Start of PASSAGE SHOWN
Following the spending review the Department for Business Innovation and Skills reveals where the axe will fall on skills provision and which key areas will be protected.
The results of the strategic spending review offer some optimism for industry leaders concerned about the development of relevant and robust skills for a strong UK manufacturing sector as Government sustains support STEM research and apprenticeship training.
The Department of Business Innovation and Skills (BIS) is expected to make an overall reduction of 25% to its resource budget by 2015 and anticipates that 65% of these savings will be achieved through re-structuring funding and delivery systems for Higher and Further Education. Despite this emphasis however BIS has committed to ring-fencing spending on STEM research, news which will come as a comfort to those who feared for the safety of Britain’s traditional place as a global leader in high value R&D. Key capital projects going ahead include £220 million in funding to ensure that the UK Centre for Medical Research Innovation goes ahead as planned. Funding will be provided for the Diamond Synchrotron worth £69 million and the allocation of £1bn for the creation of a Green Investment Bank.
End of PASSAGE SHOWN
Start of SUPPLIED MATERIAL
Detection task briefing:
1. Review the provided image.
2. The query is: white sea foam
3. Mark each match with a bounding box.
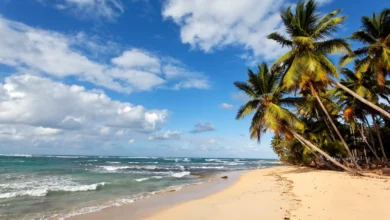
End of SUPPLIED MATERIAL
Reproduce the stretch of the spending review text from "Following the spending" through "will be protected.", word for word. The material has nothing to do with the spending review text.

_TASK SOLUTION:_
Following the spending review the Department for Business Innovation and Skills reveals where the axe will fall on skills provision and which key areas will be protected.